►
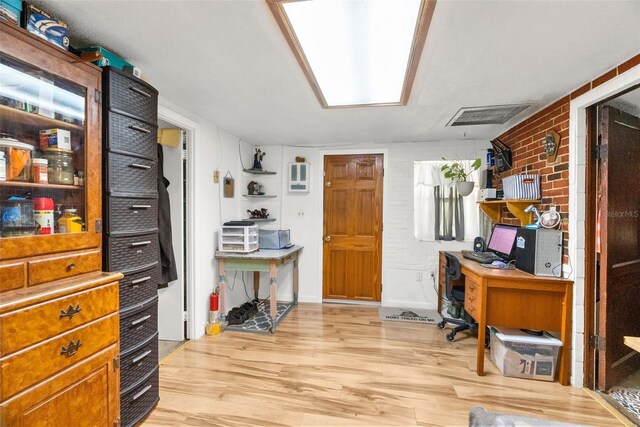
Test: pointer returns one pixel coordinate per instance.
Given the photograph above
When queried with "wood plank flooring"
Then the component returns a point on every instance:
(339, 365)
◄
[Task directions] An exact copy of the entries above is required, with the pictures left out.

[Response below]
Test: pointer returns one pixel coordinate per instance.
Given the photograph above
When queried with "wood plank flooring"
Then the component returns a point on every instance:
(339, 365)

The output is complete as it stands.